> _EXCERPT TO READ_:
The snapshots loaded before are the \(x\) and \(y\) components of the velocity field, parameterised with respect to the inlet velocity. We are going to store them in numpy arrays of the following shape \(N_{params}\times N_t\times \mathcal{N}_h\), where \(N_{params}\) is the number of parameters (inlet velocities), \(N_t\) is the number of time steps, and \(\mathcal{N}_h\) is the number of spatial degrees of freedom.

[3]:

snapshots_np = {var_name: np.zeros((Ns, Nt, Nhx * Nhy)) for var_name in var_names}

for i in range(Ns):
    for var_name in var_names:
        for tt in range(Nt):
            snapshots_np[var_name][i, tt, :] = snap_data[i][var_name][tt].ravel(order='F')

Nh = Nhx * Nhy

from sklearn.model_selection import train_test_split
train_params, test_params = train_test_split(np.arange(Ns), test_size=0.2, random_state=7)

In the following, we will compare the modes, the singular values, the reconstruction errors and the computational times of the different SVD methods implemented in pyforce.

[4]:

cpu_times = dict()

import warnings
warnings.filterwarnings("ignore", category=RuntimeWarning)

Baseline: randomised SVD

In this section, we are going to compute the modes and the singular values adopting a monolithic approach, i.e., stacking all the snapshots in a single matrix and applying the randomised SVD algorithm from pyforce.

[5]:

from pyforce.tools.functions_list import FunctionsList
snaps = {
    var_name: FunctionsList(snap_matrix = snapshots_np[var_name][train_params].reshape(-1, Nh).T) # Only training snapshots
    for var_name in var_names
}

from pyforce.offline.pod import rSVD
from time import process_time

rsvd = dict()
cpu_times['rSVD'] = []

rank = 100

for var_name in var_names:
    _start = process_time()

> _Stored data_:
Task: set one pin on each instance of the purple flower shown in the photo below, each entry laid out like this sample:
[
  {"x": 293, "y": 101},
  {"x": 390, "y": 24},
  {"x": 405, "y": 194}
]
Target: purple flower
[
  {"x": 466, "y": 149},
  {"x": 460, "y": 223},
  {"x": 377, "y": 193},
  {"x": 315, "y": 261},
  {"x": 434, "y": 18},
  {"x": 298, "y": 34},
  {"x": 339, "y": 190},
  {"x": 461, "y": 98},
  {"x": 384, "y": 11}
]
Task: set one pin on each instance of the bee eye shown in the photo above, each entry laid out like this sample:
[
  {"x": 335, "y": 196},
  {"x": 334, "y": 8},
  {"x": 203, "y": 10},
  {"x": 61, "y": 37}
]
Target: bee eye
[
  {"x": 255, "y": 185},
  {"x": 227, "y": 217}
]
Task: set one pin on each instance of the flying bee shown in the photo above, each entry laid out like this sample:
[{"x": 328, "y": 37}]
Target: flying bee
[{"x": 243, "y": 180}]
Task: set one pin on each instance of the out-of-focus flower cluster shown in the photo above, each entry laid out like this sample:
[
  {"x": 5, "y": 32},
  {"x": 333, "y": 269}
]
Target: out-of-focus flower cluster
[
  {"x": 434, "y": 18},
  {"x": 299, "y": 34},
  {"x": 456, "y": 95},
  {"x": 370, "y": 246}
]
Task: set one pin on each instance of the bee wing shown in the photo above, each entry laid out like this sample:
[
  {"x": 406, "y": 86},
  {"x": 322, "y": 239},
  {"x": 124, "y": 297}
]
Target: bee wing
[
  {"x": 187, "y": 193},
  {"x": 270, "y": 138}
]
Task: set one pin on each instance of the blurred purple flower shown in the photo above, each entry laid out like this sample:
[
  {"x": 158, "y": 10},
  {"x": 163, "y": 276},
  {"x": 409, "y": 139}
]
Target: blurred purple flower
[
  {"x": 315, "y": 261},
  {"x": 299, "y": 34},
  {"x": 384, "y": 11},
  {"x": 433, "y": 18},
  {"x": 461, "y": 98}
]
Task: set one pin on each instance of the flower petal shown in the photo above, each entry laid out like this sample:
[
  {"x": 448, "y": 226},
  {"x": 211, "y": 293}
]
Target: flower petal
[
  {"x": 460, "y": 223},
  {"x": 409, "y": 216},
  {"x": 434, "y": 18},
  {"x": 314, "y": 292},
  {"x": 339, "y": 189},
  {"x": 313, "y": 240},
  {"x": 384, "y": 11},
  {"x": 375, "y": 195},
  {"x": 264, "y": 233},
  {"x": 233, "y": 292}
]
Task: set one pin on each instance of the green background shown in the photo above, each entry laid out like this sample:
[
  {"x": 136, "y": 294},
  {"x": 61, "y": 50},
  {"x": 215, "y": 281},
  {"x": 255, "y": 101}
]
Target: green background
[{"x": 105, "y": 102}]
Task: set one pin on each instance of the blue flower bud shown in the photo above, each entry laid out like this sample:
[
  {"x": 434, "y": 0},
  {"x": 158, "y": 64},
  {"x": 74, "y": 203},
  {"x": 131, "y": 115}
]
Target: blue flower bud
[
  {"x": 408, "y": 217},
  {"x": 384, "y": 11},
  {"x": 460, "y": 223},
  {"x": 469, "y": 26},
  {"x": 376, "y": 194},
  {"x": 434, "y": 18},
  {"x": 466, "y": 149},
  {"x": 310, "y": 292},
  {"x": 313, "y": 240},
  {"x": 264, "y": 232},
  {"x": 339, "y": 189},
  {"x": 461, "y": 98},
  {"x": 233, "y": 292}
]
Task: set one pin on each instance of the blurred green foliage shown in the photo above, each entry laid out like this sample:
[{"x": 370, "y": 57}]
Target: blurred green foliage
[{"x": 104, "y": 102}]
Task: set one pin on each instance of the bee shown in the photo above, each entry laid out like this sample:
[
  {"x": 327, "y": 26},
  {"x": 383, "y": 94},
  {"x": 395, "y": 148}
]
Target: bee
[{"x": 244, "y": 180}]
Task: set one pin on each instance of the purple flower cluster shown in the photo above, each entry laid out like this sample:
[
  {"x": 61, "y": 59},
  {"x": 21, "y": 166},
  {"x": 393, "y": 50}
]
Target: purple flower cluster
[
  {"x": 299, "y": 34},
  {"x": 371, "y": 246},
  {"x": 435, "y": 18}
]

> _TASKS AND EXERCISES_:
**A)** Print the stretch of the excerpt on comparing SVD methods from "In the following, we" through "algorithm from pyforce.".
**B)** Please continue the excerpt on comparing SVD methods from the point where it stops.
Nothing in the data is needed here.

> _SET OF ANSWERS_:
**A)**
In the following, we will compare the modes, the singular values, the reconstruction errors and the computational times of the different SVD methods implemented in pyforce.

[4]:

cpu_times = dict()

import warnings
warnings.filterwarnings("ignore", category=RuntimeWarning)

Baseline: randomised SVD

In this section, we are going to compute the modes and the singular values adopting a monolithic approach, i.e., stacking all the snapshots in a single matrix and applying the randomised SVD algorithm from pyforce.

**B)**
    rsvd[var_name] = rSVD(grid, gdim=2, varname=var_name)
    rsvd[var_name].fit(snaps[var_name], rank=rank)
    _end = process_time()
    cpu_times['rSVD'].append(_end - _start)

Hierarchical SVD

The Hierarchical SVD (hSVD) is a method that updates the SVD modes and singular values in a hierachical manner: instead of stacking all the snapshots in a single matrix and perform the SVD, the snapshots are divided into parametric clusters and the SVD is performed on each cluster; then, the modes and singular values from each cluster are combined and a new SVD is performed on the combined modes.

[8]:

snaps = dict()
for var_name in var_names:
    snaps[var_name] = list()
    for pp in train_params:
        snaps[var_name].append( FunctionsList(snap_matrix = snapshots_np[var_name][pp, :, :].T) )

from pyforce.offline.pod import HierarchicalSVD as hSVD
hsvd = dict()
cpu_times['hSVD'] = []

for var_name in var_names:
    _start = process_time()
    hsvd[var_name] = hSVD(grid, gdim=2, varname=var_name)

    # Fit on each parameter cluster
    for pp in range(len(train_params)):
        hsvd[var_name].update(train_snaps=snaps[var_name][pp], rank=rank)
    _end = process_time()
    cpu_times['hSVD'].append(_end - _start)

Incremental SVD

The Incremental SVD (iSVD) is a method that updates the SVD modes and singular values incrementally: instead of stacking all the snapshots in a single matrix and perform the SVD, the snapshots are added one by one and the SVD is updated at each step.

[9]:

snaps = dict()
for var_name in var_names:
    snaps[var_name] = list()
    for pp in train_params:
        snaps[var_name].append( FunctionsList(snap_matrix = snapshots_np[var_name][pp, :, :].T) )

from pyforce.offline.pod import IncrementalSVD as iSVD
isvd = dict()
cpu_times['iSVD'] = []

for var_name in var_names:
    _start = process_time()
    isvd[var_name] = iSVD(grid, gdim=2, varname=var_name)

    # Fit on each parameter cluster
    for pp in range(len(train_params)):
        if pp == 0:
            isvd[var_name].fit(train_snaps=snaps[var_name][pp], rank=rank)
        else:
            isvd[var_name].update(new_snap=snaps[var_name][pp])
    _end = process_time()
    cpu_times['iSVD'].append(_end - _start)

Comparison of the methods

In this section, we are going to compare the modes, the singular values, the reconstruction errors and the computational times of the different SVD methods implemented in pyforce.

Singular values

[11]:

import matplotlib.pyplot as plt

fig, axs = plt.subplots(len(var_names), 3, figsize=(15, 5*len(var_names)))

for field_i, field in enumerate(var_names):

    axs[field_i, 0].plot(rsvd[field].singular_values, 'r-', label='rSVD')
    axs[field_i, 0].plot(hsvd[field].singular_values, 'b--', label='hSVD')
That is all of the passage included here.